Objetivo do exercício
No texto sobre o orçamento comunitário para 2008, segundo a proposta "equilibrada" do PE, de quanto para quanto seria reduzido o Orçamento comunitário em percentagem do RNB comunitário, em termos de pagamentos?

Excerto da fonte
A Comissão Europeia começa por apresentar uma proposta de orçamento
comunitário, desta feita, para 2008. O Conselho, por sua vez, propõe
cortes significativos à proposta da Comissão. Por seu turno, o
Parlamento Europeu, no seu auto-denominado papel de "conciliador"
avança com uma proposta dita "equilibrada". Para, por fim, se chegar a
um acordo que corresponde a um recuo face à proposta do PE (ver quadro
em anexo). A votação que se realizará na próxima Quinta-feira marca a
conclusão deste processo.
O que procuram escamotear é que todas as propostas - da Comissão, do
Conselho e do PE -, ficam aquém do previsto no acordo do Quadro
financeiro 2007/2013, relativamente a 2008. Aliás, tal como aconteceu
no anterior Quadro financeiro 2000/2006.
Ou seja, os montantes previstos no actual Quadro financeiro não estão a
ser cumpridos. Recorde-se que o Quadro financeiro 2007/2013 foi
aprovado pela maioria do PE, pela Comissão e pelo Conselho. No seu
primeiro ano de execução - 2007 - o Orçamento comunitário ficou aquém
do esperado, em mais de 2 mil milhões de euros em dotações para
autorizações e em mais de 8 mil milhões em dotações para pagamentos. Em
2008, segue-se pelo mesmo caminho...
Saliente-se que as verbas e prioridades inscritas no Quadro financeiro
comunitário 2007/2013, são em si insuficientes, e incorrectas, para
promover uma real "coesão económica e social", que deveria ser o
primeiro e mais importante objectivo desta União Europeia alargada a 27
países.
No essencial, todas as propostas para o Orçamento comunitário para 2008
vão ao encontro das exigências dos países "ricos" que impõem como
limite os cerca de 1% do RNB comunitário, reduzindo assim a sua
comparticipação no mesmo.
Na realidade, a proposta "equilibrada" do PE, apesar de melhorar alguns
aspectos da proposta do Conselho - como por exemplo, a reposição de
algumas verbas para a política de coesão inicialmente propostas pela
Comissão -, representa uma redução superior a 9 mil milhões de euros,
em termos de pagamentos, face ao acordado no Quadro financeiro para
2008 - ou seja, em termos de pagamentos, o Orçamento comunitário seria
reduzido de 1,04% para 0,96% do RNB comunitário.
Em Setembro, no lançamento da "consulta" sobre a "revisão orçamental
2008/09", prevista no Acordo Inter-Institucional, a Comissão Europeia
procurava justificar esta revisão a partir das "mudanças" que a UE tem
vindo a sofrer nos últimos 10 anos e dos ditos "desafios da
globalização", acrescentamos nós, capitalista.

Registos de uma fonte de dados

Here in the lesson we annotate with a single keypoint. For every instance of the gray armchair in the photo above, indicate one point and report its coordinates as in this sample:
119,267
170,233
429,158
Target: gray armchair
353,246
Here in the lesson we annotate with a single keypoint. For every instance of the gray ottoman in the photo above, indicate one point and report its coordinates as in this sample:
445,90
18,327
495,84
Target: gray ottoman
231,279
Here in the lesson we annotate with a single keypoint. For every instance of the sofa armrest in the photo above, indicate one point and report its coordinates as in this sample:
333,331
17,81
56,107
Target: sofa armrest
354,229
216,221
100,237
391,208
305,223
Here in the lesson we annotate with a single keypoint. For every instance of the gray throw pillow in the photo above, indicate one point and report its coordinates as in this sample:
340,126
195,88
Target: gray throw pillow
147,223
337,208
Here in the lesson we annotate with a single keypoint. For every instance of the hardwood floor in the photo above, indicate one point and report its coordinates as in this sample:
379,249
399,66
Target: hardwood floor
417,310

...

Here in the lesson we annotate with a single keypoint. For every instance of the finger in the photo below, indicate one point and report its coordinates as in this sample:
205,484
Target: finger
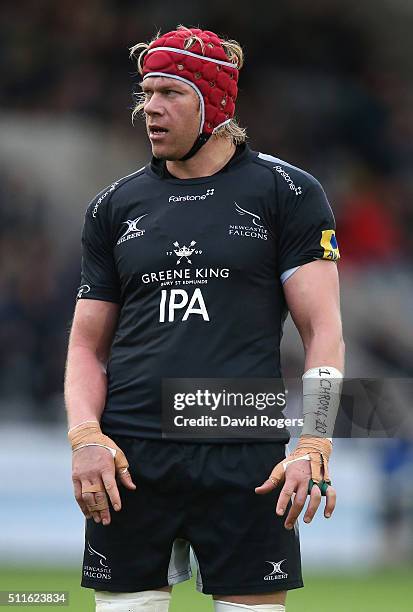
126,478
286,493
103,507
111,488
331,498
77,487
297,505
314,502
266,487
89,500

* * *

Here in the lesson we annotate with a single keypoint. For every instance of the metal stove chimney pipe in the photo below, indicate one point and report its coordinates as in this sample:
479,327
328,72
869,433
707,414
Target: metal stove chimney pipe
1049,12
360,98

Solução
De 1,04% para 0,96% do RNB comunitário.